* Exercise
Count the lines in the following data that include "like". Please write only the number.

* Supplied entries

=-=-=-=-=

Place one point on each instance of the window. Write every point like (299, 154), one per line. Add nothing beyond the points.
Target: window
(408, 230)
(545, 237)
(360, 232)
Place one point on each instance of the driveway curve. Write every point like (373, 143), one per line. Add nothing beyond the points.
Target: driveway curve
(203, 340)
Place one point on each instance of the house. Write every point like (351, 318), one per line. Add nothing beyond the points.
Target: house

=-=-=-=-=

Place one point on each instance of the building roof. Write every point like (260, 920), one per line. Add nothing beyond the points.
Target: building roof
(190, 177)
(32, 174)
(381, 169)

=-=-=-=-=

* Task answer
4